START Dataset excerpts

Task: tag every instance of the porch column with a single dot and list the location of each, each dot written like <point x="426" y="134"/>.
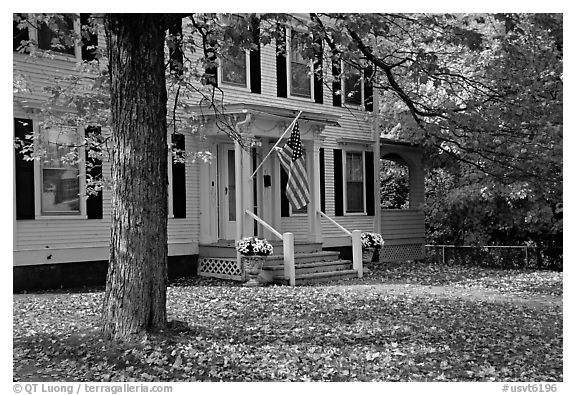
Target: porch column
<point x="246" y="184"/>
<point x="239" y="188"/>
<point x="313" y="167"/>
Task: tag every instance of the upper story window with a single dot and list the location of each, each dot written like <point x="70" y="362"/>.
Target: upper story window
<point x="58" y="34"/>
<point x="353" y="86"/>
<point x="68" y="35"/>
<point x="300" y="70"/>
<point x="235" y="68"/>
<point x="355" y="201"/>
<point x="60" y="173"/>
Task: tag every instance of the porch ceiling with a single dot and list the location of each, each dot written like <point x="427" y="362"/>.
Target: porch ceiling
<point x="269" y="112"/>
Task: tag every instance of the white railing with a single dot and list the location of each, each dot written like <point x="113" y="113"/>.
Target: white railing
<point x="288" y="247"/>
<point x="356" y="244"/>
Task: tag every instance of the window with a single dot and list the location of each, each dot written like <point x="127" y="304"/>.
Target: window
<point x="20" y="34"/>
<point x="57" y="35"/>
<point x="300" y="70"/>
<point x="354" y="182"/>
<point x="235" y="68"/>
<point x="60" y="174"/>
<point x="353" y="86"/>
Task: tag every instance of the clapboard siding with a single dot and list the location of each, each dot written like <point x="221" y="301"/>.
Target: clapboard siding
<point x="63" y="239"/>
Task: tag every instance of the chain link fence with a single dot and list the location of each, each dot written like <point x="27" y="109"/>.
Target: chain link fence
<point x="502" y="257"/>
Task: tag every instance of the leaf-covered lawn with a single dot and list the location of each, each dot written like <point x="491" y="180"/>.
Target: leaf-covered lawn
<point x="405" y="322"/>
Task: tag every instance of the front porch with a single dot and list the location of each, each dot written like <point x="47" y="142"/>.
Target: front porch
<point x="311" y="263"/>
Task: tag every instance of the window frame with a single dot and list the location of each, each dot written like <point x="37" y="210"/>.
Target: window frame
<point x="344" y="66"/>
<point x="39" y="182"/>
<point x="221" y="81"/>
<point x="33" y="36"/>
<point x="289" y="71"/>
<point x="345" y="183"/>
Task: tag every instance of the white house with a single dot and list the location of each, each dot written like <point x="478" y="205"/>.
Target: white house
<point x="61" y="236"/>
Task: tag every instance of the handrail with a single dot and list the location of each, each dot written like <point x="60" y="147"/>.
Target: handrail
<point x="335" y="223"/>
<point x="264" y="224"/>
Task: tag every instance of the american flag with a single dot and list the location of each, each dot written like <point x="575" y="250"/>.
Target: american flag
<point x="293" y="161"/>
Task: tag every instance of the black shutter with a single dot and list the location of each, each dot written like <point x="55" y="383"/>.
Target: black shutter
<point x="24" y="173"/>
<point x="318" y="73"/>
<point x="179" y="178"/>
<point x="89" y="38"/>
<point x="368" y="89"/>
<point x="336" y="84"/>
<point x="19" y="35"/>
<point x="369" y="171"/>
<point x="338" y="183"/>
<point x="94" y="169"/>
<point x="211" y="70"/>
<point x="281" y="76"/>
<point x="175" y="50"/>
<point x="322" y="182"/>
<point x="255" y="68"/>
<point x="284" y="202"/>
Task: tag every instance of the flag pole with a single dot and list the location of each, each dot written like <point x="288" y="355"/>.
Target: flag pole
<point x="275" y="145"/>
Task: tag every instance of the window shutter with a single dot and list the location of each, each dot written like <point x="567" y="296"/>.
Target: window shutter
<point x="24" y="173"/>
<point x="175" y="50"/>
<point x="322" y="182"/>
<point x="94" y="169"/>
<point x="368" y="89"/>
<point x="211" y="71"/>
<point x="89" y="38"/>
<point x="284" y="202"/>
<point x="336" y="84"/>
<point x="179" y="179"/>
<point x="318" y="73"/>
<point x="255" y="68"/>
<point x="281" y="76"/>
<point x="338" y="183"/>
<point x="369" y="171"/>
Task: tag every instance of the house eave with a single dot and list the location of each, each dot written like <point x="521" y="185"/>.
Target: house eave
<point x="268" y="112"/>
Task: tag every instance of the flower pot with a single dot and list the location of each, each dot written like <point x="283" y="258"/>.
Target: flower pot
<point x="252" y="268"/>
<point x="367" y="254"/>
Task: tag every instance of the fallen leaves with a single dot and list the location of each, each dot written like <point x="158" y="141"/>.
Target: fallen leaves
<point x="363" y="332"/>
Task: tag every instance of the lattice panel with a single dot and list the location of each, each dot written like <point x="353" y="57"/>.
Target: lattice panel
<point x="220" y="268"/>
<point x="401" y="252"/>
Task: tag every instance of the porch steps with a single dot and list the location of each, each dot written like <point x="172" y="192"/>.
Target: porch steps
<point x="310" y="268"/>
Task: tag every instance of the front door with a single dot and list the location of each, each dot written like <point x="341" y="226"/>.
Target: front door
<point x="227" y="192"/>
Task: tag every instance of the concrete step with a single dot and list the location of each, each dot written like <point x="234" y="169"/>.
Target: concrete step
<point x="313" y="278"/>
<point x="311" y="267"/>
<point x="305" y="257"/>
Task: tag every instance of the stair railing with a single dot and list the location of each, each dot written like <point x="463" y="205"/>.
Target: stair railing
<point x="355" y="235"/>
<point x="288" y="244"/>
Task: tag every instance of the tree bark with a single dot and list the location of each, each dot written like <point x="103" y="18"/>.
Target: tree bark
<point x="135" y="298"/>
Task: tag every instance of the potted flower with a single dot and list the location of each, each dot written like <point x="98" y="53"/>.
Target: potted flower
<point x="253" y="251"/>
<point x="370" y="241"/>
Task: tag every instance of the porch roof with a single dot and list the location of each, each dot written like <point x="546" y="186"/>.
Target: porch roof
<point x="269" y="112"/>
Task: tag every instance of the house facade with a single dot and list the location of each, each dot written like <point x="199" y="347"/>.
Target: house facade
<point x="61" y="235"/>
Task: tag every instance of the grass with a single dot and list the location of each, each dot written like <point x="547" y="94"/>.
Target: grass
<point x="405" y="322"/>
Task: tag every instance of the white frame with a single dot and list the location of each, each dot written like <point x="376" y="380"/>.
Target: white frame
<point x="39" y="181"/>
<point x="289" y="71"/>
<point x="343" y="95"/>
<point x="345" y="184"/>
<point x="33" y="36"/>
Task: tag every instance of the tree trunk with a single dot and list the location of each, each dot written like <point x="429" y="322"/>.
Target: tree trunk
<point x="135" y="299"/>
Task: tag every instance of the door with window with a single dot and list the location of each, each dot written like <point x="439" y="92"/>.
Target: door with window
<point x="226" y="192"/>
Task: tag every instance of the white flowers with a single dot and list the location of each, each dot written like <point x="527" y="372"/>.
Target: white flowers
<point x="371" y="240"/>
<point x="250" y="246"/>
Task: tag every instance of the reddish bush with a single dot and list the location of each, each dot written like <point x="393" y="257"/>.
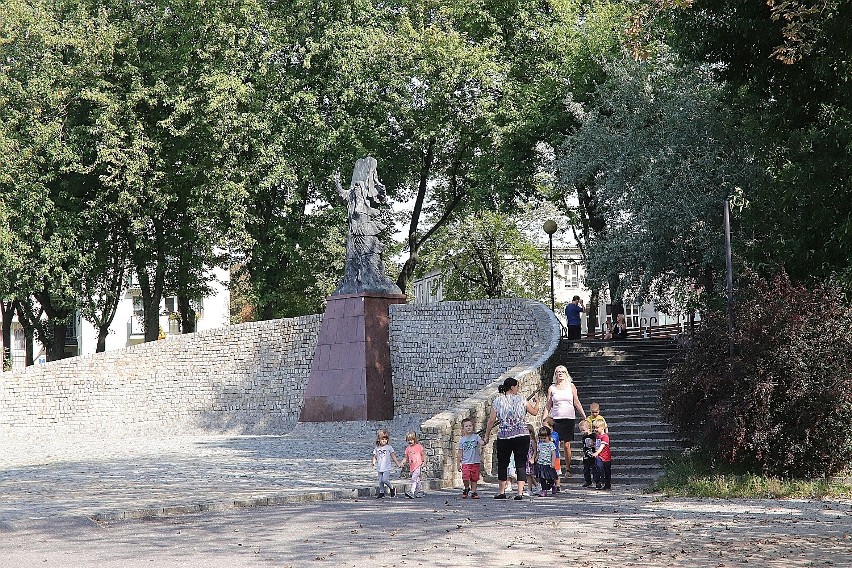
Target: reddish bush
<point x="782" y="405"/>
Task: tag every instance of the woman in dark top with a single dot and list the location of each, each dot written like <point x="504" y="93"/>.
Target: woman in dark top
<point x="619" y="328"/>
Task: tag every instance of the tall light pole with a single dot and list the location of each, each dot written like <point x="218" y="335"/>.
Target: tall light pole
<point x="730" y="278"/>
<point x="550" y="228"/>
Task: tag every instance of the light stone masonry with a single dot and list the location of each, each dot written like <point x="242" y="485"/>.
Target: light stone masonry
<point x="241" y="378"/>
<point x="447" y="360"/>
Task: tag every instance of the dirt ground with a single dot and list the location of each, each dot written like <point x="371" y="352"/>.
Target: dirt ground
<point x="576" y="528"/>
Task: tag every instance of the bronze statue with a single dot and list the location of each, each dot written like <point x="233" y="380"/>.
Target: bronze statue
<point x="365" y="270"/>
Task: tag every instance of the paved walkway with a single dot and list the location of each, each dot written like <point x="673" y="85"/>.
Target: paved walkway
<point x="137" y="477"/>
<point x="77" y="502"/>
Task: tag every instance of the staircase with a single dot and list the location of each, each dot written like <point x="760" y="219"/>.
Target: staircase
<point x="625" y="378"/>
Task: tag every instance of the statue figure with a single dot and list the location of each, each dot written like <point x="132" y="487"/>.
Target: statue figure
<point x="365" y="271"/>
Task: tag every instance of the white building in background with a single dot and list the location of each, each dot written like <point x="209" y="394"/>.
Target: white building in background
<point x="568" y="273"/>
<point x="82" y="338"/>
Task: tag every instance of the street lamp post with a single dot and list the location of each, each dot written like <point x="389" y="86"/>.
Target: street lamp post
<point x="550" y="228"/>
<point x="730" y="278"/>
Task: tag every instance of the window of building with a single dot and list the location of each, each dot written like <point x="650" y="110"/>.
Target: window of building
<point x="631" y="313"/>
<point x="572" y="275"/>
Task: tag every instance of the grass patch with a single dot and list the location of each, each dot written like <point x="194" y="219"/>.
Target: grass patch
<point x="694" y="475"/>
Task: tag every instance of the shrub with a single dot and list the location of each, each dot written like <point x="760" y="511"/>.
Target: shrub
<point x="782" y="405"/>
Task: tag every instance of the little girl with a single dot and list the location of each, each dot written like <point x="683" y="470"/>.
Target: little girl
<point x="383" y="453"/>
<point x="557" y="462"/>
<point x="544" y="471"/>
<point x="530" y="466"/>
<point x="415" y="456"/>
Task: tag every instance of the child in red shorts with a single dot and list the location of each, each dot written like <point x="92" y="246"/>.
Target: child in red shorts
<point x="470" y="456"/>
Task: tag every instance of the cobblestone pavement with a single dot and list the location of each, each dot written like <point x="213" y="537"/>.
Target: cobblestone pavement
<point x="80" y="502"/>
<point x="115" y="478"/>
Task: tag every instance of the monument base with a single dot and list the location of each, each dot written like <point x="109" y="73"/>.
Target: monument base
<point x="351" y="374"/>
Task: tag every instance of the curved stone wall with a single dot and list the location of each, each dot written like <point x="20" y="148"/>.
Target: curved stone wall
<point x="243" y="378"/>
<point x="251" y="377"/>
<point x="488" y="341"/>
<point x="443" y="353"/>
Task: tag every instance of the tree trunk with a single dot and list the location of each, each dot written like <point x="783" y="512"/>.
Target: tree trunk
<point x="6" y="311"/>
<point x="592" y="315"/>
<point x="103" y="331"/>
<point x="56" y="347"/>
<point x="187" y="315"/>
<point x="615" y="295"/>
<point x="28" y="321"/>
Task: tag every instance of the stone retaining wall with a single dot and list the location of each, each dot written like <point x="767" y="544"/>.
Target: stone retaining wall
<point x="251" y="377"/>
<point x="243" y="378"/>
<point x="454" y="369"/>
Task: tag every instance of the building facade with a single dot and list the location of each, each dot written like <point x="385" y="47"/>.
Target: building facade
<point x="568" y="274"/>
<point x="82" y="337"/>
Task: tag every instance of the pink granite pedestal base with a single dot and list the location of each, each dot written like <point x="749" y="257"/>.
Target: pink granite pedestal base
<point x="351" y="374"/>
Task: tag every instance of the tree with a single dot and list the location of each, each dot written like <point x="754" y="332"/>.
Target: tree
<point x="657" y="154"/>
<point x="783" y="404"/>
<point x="51" y="54"/>
<point x="493" y="260"/>
<point x="786" y="66"/>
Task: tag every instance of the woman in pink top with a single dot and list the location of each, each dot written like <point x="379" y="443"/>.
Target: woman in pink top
<point x="562" y="400"/>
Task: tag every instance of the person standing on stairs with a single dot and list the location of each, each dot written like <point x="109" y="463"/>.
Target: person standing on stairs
<point x="572" y="317"/>
<point x="562" y="405"/>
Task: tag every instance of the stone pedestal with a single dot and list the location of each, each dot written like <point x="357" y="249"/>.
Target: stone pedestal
<point x="351" y="373"/>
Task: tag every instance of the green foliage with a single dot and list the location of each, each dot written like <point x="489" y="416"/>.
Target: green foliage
<point x="655" y="155"/>
<point x="782" y="405"/>
<point x="492" y="259"/>
<point x="786" y="66"/>
<point x="694" y="474"/>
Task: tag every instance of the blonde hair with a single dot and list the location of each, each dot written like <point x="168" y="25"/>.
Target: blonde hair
<point x="382" y="433"/>
<point x="561" y="368"/>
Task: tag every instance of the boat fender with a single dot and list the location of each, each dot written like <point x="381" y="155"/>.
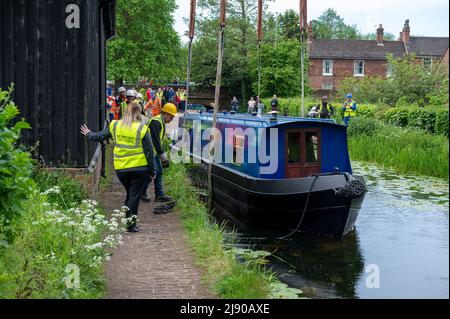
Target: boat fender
<point x="354" y="188"/>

END Dataset excerpts

Rewrite the part of the records that opens with the line containing "Task: tag every instance of the boat" and closes with the end of the records, changing "fender" to "bumper" and keeping everything else the same. Leave the pictures out of your answer.

Task: tag every instance of the boat bumper with a single dot and list the location of each, each dot written like <point x="381" y="155"/>.
Target: boat bumper
<point x="354" y="188"/>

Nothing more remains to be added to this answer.